§ What you need to do
Give back the line that contains "Point out every instance of the hand" and every following line, exactly as they appear, through the end of the data.

§ Dataset content
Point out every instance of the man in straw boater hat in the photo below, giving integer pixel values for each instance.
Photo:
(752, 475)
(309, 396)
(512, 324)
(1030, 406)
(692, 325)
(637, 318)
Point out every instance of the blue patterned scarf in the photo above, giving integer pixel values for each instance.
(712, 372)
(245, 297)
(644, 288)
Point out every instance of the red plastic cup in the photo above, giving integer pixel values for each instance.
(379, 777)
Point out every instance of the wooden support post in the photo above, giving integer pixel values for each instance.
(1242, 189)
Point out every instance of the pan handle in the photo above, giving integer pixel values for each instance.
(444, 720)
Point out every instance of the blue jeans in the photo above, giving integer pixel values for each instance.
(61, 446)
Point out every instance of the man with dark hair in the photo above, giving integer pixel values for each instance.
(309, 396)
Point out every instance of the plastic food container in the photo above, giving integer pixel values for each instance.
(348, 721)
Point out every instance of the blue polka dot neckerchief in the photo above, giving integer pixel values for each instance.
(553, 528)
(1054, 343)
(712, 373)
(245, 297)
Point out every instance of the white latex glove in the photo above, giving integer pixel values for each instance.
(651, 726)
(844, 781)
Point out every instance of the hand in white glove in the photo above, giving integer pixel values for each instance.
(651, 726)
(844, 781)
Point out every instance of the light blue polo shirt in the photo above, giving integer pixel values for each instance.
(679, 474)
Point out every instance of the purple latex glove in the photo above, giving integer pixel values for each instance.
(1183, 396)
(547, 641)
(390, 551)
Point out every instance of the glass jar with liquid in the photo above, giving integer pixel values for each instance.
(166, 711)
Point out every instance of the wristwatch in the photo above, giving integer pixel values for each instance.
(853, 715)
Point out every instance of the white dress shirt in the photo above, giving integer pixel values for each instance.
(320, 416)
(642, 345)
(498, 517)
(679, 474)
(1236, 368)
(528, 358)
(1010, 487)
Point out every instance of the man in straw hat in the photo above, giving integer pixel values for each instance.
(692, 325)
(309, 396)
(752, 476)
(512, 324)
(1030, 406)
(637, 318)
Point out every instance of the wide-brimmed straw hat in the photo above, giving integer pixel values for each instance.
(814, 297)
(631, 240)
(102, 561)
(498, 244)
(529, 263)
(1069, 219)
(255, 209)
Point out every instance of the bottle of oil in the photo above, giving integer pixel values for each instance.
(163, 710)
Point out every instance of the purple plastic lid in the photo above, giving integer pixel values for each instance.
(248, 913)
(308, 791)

§ Response to the exercise
Point out every instance of the hand in white glove in the photo above, giving integer pixel values for each instance.
(651, 726)
(844, 781)
Point out every instance of the light blue polo shirt in the photo above, giving integer pixel values for each instance.
(679, 474)
Point out every instance of the purple latex glove in the photo above, giving integer pixel values for each instance.
(1183, 396)
(547, 641)
(390, 551)
Point out every instance of the glass jar with liquid in the photo above, giving integer pixel values for each instance.
(166, 711)
Point out every instance of the wristwatch in the photo above, giving integer pixel values for each instance.
(853, 715)
Point out every instance of the white dress shirt in the photo above, giving integer pixel values for each instance.
(320, 416)
(642, 345)
(498, 517)
(679, 474)
(1236, 368)
(528, 358)
(1010, 487)
Point out every instance of the man in straw hat in the photo above, giving integer pixel values for each instance.
(692, 325)
(309, 396)
(752, 476)
(512, 324)
(1030, 406)
(637, 318)
Point out every instance of the wide-brimmed straw hat in the photo above, giving integer pixel values for each instance.
(814, 297)
(631, 240)
(102, 561)
(498, 244)
(529, 263)
(1069, 219)
(255, 209)
Point out every instance of the bottle of oil in the photo above, giving integer pixel values for each instance.
(163, 710)
Point out every instance of the purple plastic lid in the photo above, giving integer pixel values for each instance.
(248, 913)
(308, 791)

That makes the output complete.